## begin DATA FOR THIS TASK

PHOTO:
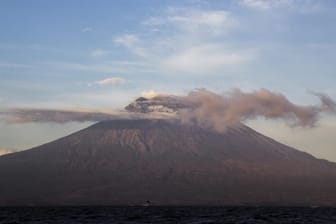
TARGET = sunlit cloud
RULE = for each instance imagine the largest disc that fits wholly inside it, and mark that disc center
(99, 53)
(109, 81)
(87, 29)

## end DATA FOR THIS TASK
## begin DATA FOR THIS TASK

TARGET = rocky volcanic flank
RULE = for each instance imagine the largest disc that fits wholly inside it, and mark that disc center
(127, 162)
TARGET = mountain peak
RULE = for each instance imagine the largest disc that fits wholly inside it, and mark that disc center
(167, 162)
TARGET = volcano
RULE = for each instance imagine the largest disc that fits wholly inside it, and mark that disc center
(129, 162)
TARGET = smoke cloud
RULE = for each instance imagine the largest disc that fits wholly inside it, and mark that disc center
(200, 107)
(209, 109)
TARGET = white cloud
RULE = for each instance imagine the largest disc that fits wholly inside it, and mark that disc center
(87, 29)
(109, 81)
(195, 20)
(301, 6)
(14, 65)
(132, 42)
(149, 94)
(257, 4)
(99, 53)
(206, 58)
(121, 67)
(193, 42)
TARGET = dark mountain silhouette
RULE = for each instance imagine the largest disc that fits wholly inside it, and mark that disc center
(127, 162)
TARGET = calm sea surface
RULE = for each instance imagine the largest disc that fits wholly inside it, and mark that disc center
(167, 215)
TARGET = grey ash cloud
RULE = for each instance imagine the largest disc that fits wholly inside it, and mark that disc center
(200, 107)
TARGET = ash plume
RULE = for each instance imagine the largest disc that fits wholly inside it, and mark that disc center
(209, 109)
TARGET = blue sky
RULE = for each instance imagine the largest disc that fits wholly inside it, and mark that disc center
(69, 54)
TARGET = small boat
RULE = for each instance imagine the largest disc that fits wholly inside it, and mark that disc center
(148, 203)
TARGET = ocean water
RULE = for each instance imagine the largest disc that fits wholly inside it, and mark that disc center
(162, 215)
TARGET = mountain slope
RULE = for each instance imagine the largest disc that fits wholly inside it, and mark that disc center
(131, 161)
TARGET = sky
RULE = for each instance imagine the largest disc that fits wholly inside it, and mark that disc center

## end DATA FOR THIS TASK
## begin DATA FOR THIS TASK

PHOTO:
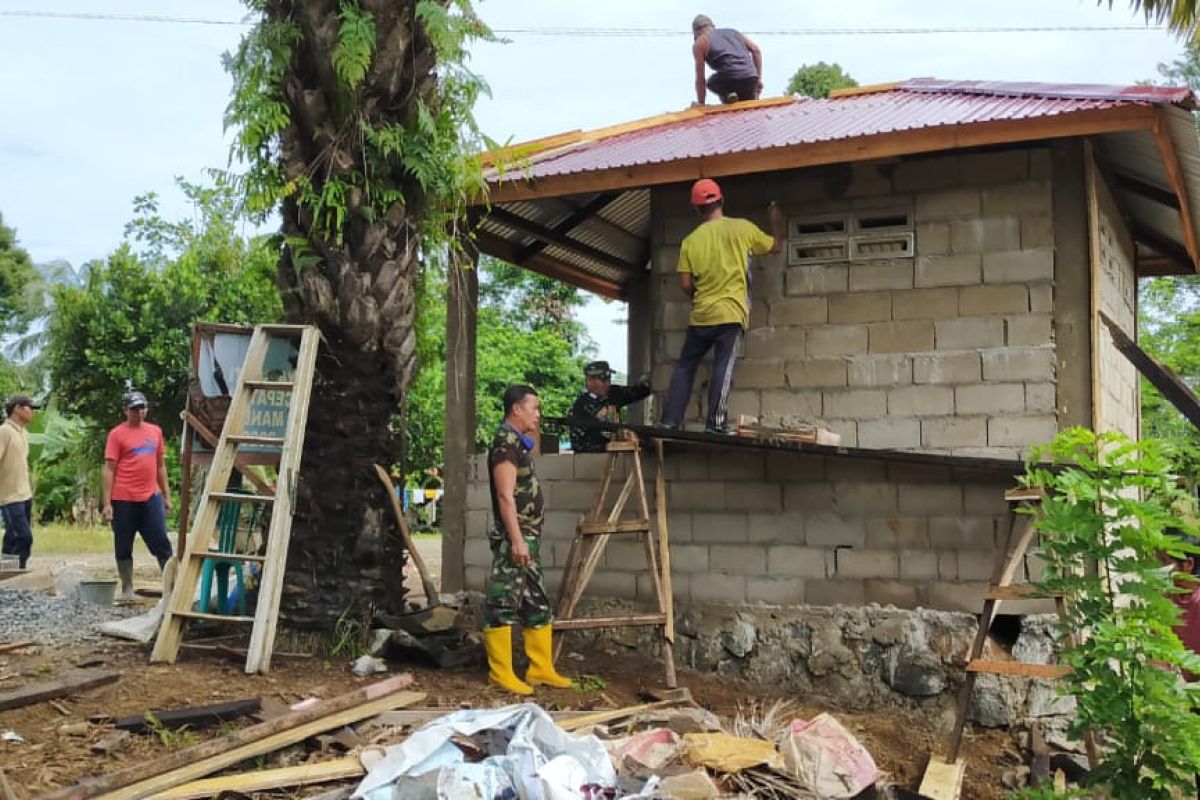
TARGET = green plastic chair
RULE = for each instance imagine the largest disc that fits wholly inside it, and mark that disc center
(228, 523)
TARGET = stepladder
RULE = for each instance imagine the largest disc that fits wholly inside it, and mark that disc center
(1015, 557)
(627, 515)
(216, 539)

## end DATA FOR THIS TASK

EXERCISE REQUIREMENTS: Select every line of the data above that contains the string "mountain", and treat uppercase and lowercase letters as different.

OUTPUT FOR THIS TASK:
TARGET = mountain peak
TARGET = dark mountain silhouette
TARGET = mountain slope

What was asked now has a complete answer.